- [Required action]: Can you reproduce the vocal cord dysfunction text word for word, from "Vocal cord dysfunction (VCD)" to "harder to breathe."?

═══ Passage ═══

Remedies for Vocal Cord Dysfunction

Medically Reviewed by Carol DerSarkissian, MD on November 28, 2022
3 min read

Vocal cord dysfunction (VCD) is when the folds of the vocal cords — also known as the larynx or voice box — do not open properly. Normally, when you breathe in or out, your vocal cords open, allowing you to make sounds. However, when dysfunction occurs, they close instead. This can affect your voice and make it harder to breathe.

Symptoms of VCD include:

Many VCD episodes have no discernible cause. Other times, there is a known cause. The following are some things that can cause vocal cord dysfunction:

  • Cold or flu
  • Strong smells
  • Chemical fumes
  • Smoke
  • Gastroesophageal reflux disease (GERD; stomach acid comes up into your throat)
  • Postnasal drip (phlegm in the throat)
  • Exercise
  • Stress
  • Strong emotions

Since the symptoms of VCD and asthma are very similar, people with VCD often get diagnosed with asthma instead. It is also possible to have both conditions. The difference between the two is that bronchodilators — inhaled medications that open your bronchial tubes — help during an asthma attack but do not help during a VCD attack.

Remedies for VCD typically focus on preventing an attack. If you do have a VCD attack, you may need immediate medical attention.

There are many ways you can help resolve vocal cord dysfunction. Some of them include:

Speech and Breathing Exercises

After a VCD attack, you may attend sessions with a speech therapist. They will show you several exercises that you can do to prevent attacks in the future. The exercises help you relax your throat muscles to prevent an attack from happening. You must practice these exercises regularly so that if you do have an attack you can remain in control.

═══ Provided information ═══

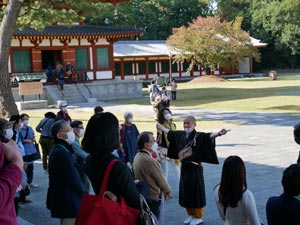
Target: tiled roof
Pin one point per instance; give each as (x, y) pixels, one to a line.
(78, 30)
(153, 48)
(141, 48)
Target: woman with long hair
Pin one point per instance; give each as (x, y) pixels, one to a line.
(101, 139)
(164, 117)
(235, 203)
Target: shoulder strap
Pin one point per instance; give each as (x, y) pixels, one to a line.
(26, 134)
(44, 123)
(123, 133)
(105, 180)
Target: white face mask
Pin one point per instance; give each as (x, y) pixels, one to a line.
(81, 132)
(25, 122)
(9, 132)
(168, 116)
(188, 130)
(154, 147)
(71, 137)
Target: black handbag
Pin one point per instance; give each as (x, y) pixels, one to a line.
(146, 216)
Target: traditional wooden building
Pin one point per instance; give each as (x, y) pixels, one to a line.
(88, 48)
(150, 59)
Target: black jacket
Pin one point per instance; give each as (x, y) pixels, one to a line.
(65, 186)
(120, 181)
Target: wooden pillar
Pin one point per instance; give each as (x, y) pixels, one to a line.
(68, 56)
(36, 55)
(94, 53)
(111, 60)
(122, 69)
(147, 69)
(251, 64)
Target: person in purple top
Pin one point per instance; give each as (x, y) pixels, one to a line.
(11, 164)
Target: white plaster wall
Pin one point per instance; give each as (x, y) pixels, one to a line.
(102, 41)
(15, 43)
(244, 67)
(91, 58)
(84, 42)
(74, 42)
(90, 75)
(27, 43)
(45, 43)
(104, 75)
(56, 42)
(175, 74)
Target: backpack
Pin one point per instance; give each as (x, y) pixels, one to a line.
(146, 216)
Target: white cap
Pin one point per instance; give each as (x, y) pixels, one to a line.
(126, 114)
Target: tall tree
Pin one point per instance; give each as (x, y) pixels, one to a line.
(208, 42)
(155, 17)
(36, 14)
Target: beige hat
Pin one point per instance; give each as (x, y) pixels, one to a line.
(5, 123)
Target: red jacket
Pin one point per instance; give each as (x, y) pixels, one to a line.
(10, 179)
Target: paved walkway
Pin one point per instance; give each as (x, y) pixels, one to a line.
(264, 141)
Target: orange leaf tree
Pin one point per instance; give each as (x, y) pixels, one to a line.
(208, 42)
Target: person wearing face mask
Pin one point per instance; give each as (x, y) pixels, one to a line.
(30, 149)
(146, 168)
(128, 135)
(78, 130)
(164, 117)
(66, 188)
(63, 114)
(11, 165)
(198, 147)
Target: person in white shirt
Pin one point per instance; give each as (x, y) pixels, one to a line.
(235, 203)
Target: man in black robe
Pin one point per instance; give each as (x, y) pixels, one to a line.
(191, 186)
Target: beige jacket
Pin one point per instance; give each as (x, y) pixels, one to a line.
(148, 169)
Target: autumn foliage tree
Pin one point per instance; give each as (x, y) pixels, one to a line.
(36, 14)
(208, 42)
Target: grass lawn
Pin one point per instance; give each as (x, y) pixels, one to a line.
(252, 95)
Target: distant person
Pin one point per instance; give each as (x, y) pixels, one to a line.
(284, 209)
(49, 73)
(60, 75)
(78, 129)
(24, 190)
(153, 91)
(146, 168)
(11, 165)
(235, 203)
(46, 140)
(30, 149)
(297, 138)
(198, 147)
(98, 109)
(65, 185)
(63, 114)
(129, 134)
(173, 89)
(101, 138)
(69, 71)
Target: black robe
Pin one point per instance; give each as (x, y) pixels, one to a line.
(191, 185)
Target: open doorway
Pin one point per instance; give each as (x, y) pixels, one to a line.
(51, 57)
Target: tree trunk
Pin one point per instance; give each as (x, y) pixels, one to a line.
(7, 102)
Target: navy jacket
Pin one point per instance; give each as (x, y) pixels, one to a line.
(65, 186)
(120, 181)
(283, 210)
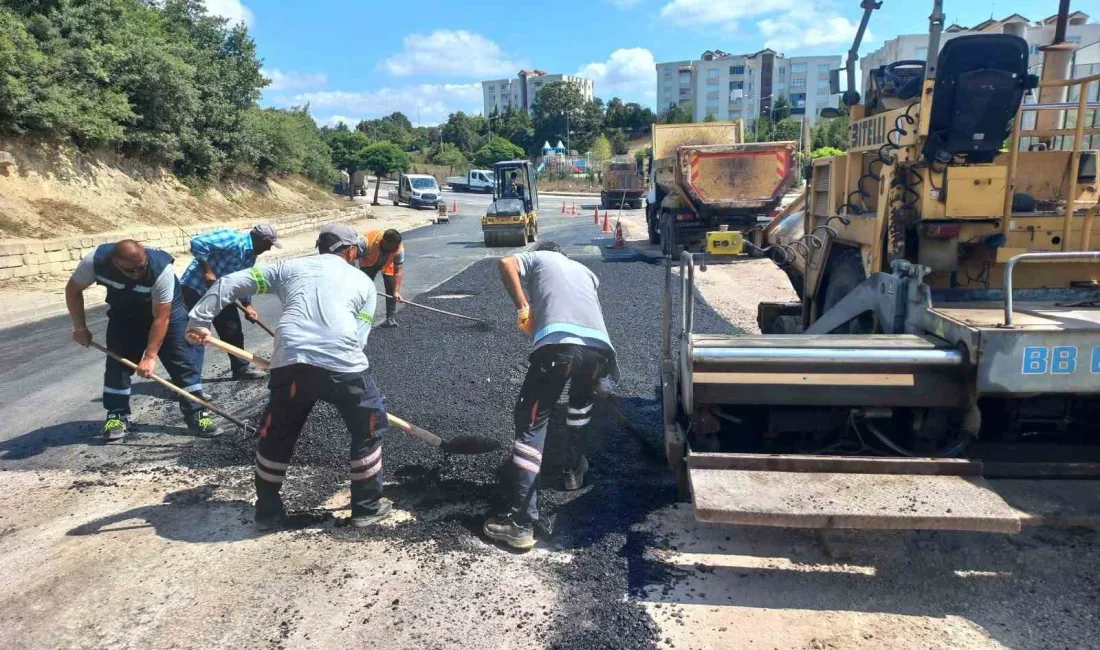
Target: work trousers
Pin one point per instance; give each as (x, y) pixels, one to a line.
(128, 334)
(391, 284)
(551, 366)
(294, 392)
(228, 326)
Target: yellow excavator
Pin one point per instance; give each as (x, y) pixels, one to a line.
(947, 331)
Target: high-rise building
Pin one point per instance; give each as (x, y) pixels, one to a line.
(519, 94)
(746, 86)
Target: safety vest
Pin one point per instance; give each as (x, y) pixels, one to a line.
(373, 257)
(124, 293)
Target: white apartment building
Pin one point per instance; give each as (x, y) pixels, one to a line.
(1037, 33)
(499, 95)
(745, 86)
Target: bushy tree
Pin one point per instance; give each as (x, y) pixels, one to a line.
(497, 150)
(383, 158)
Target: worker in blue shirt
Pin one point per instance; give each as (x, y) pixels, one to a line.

═══

- [Answer to this task]:
Vocal cord dysfunction (VCD) is when the folds of the vocal cords — also known as the larynx or voice box — do not open properly. Normally, when you breathe in or out, your vocal cords open, allowing you to make sounds. However, when dysfunction occurs, they close instead. This can affect your voice and make it harder to breathe.